* **Brief**
Rewrite the records from the line containing "Mark the glass" through the end of the records, changing "decorative bowl" to "ceramic bowl" and leaving everything else unchanged. Return only those lines.

* **Records for the exercise**
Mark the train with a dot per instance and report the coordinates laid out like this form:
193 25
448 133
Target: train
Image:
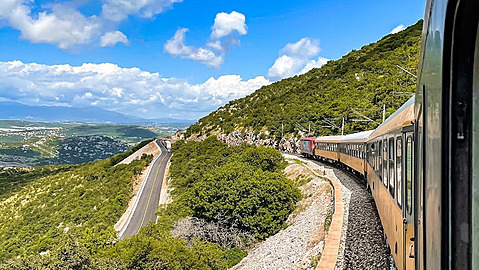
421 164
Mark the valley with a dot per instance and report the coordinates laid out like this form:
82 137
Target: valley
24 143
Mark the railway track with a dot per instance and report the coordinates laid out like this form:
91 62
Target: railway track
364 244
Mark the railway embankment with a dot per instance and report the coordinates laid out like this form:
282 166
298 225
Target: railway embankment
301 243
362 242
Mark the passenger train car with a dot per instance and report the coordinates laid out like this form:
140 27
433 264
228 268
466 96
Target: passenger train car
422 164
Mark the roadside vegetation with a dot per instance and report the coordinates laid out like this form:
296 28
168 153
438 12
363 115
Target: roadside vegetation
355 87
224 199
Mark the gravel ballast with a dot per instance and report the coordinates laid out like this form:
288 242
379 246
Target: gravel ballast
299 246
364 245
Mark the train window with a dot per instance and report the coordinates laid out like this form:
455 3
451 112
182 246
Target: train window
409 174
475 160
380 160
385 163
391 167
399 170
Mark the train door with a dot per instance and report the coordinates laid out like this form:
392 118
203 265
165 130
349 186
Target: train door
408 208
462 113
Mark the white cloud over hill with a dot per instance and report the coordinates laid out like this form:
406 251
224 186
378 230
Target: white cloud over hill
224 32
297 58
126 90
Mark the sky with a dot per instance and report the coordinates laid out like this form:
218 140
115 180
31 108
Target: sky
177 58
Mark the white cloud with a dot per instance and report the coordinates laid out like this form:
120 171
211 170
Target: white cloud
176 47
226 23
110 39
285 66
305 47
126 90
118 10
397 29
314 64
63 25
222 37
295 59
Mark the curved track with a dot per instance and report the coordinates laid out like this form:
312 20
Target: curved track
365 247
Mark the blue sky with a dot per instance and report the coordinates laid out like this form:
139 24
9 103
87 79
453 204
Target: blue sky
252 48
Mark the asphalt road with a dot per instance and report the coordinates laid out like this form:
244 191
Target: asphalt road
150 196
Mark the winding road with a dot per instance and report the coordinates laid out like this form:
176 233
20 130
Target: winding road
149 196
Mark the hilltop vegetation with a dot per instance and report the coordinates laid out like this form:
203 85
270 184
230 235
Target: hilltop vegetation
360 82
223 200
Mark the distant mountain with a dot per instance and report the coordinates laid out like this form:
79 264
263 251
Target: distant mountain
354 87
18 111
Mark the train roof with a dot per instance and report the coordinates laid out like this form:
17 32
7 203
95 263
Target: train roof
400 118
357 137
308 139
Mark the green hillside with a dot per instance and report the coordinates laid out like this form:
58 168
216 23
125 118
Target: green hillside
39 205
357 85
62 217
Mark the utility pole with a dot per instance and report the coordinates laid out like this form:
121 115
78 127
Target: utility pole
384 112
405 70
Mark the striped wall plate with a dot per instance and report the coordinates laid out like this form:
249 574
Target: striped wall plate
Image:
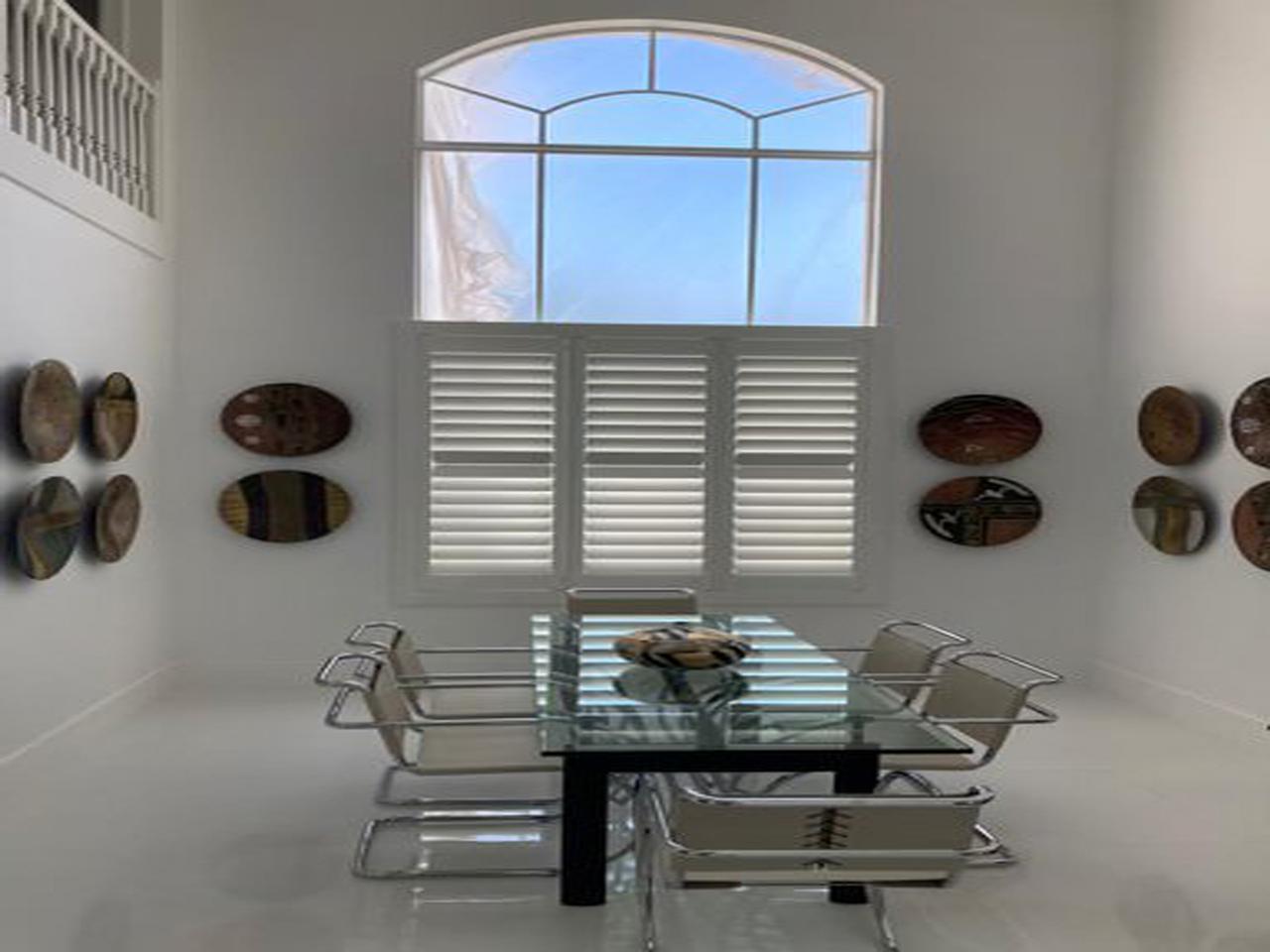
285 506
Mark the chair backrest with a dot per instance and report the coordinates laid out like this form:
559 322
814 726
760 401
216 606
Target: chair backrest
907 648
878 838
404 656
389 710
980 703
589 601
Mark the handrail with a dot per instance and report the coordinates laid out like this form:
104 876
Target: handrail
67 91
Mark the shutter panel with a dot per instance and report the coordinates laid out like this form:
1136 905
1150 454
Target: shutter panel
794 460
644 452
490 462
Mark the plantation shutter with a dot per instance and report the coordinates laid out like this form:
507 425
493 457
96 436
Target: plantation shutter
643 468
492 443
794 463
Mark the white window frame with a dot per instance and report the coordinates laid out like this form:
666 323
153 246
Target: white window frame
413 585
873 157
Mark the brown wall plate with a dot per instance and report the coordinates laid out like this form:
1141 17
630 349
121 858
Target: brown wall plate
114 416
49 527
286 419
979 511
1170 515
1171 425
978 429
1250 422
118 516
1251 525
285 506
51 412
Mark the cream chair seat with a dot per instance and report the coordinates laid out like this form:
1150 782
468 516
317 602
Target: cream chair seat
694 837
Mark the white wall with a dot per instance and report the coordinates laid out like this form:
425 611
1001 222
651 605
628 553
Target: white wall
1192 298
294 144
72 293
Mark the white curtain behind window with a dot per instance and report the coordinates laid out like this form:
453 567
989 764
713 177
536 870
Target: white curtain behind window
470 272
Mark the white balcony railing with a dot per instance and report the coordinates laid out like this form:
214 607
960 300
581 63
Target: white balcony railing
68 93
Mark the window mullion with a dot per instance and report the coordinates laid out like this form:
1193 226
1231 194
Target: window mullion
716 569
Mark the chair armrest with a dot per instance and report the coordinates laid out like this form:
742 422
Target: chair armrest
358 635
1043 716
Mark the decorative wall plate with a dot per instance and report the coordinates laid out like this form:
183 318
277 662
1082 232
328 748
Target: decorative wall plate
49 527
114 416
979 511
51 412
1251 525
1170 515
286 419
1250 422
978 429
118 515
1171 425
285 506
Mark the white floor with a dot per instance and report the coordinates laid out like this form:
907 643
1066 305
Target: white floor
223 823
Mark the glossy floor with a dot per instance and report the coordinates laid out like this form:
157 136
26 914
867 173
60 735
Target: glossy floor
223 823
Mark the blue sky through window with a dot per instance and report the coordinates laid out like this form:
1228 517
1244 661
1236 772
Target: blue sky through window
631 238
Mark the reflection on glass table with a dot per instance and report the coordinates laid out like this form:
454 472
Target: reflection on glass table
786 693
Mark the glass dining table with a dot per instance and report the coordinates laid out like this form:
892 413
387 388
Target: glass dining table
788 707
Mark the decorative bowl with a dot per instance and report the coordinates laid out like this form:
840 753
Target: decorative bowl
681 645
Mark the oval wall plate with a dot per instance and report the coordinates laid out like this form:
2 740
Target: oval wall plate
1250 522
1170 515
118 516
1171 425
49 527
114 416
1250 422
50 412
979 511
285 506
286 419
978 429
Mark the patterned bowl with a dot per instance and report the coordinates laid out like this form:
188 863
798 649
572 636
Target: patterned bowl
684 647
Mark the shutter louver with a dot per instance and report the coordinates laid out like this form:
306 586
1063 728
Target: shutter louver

* **Final result**
Mark the glass dining table with a dot per instance and report the coordinates laid out like this form:
892 413
387 388
Target: glass dining table
788 707
Mark the ceramic bowl with a dot per instance and report the coordinates laid out like this form:
840 753
Target: ceramic bowl
681 645
Mark the oval wall plate with a dot per instance and report the coordinates laid out like this form:
2 740
Target: oval wall plate
1250 522
1170 515
118 516
1171 425
49 527
114 416
1250 422
50 412
979 511
285 506
286 419
978 429
Mark the patterned bowl with a dot per instance and report the coordinates laid out like this form:
188 863
798 649
572 636
Target: patterned bowl
684 647
Mark the shutter louver with a dot per instance and report the coordinates laid out like this form:
306 586
1063 728
Target: shutter louver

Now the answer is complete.